── Dataset rows ──

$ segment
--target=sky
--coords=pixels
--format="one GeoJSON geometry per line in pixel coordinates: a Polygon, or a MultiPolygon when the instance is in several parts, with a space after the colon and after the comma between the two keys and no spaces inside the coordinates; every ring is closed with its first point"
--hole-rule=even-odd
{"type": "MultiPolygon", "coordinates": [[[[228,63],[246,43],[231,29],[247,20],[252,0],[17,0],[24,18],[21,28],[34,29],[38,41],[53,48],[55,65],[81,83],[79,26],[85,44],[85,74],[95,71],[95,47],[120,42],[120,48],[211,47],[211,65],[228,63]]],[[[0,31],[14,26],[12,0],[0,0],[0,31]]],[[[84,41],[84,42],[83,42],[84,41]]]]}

───
── Dataset rows ──

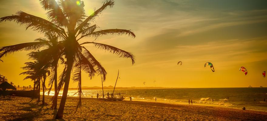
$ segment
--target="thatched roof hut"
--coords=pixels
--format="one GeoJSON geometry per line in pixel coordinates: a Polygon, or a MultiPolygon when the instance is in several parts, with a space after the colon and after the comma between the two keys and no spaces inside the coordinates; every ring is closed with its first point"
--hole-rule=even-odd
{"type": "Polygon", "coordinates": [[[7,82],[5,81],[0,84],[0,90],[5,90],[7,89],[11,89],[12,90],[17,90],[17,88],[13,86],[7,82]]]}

───

**Exercise:** Find every line in the records above that contains the string "target", matching case exactly, and copy each such line.

**Response:**
--target=sky
--target="thatched roof hut"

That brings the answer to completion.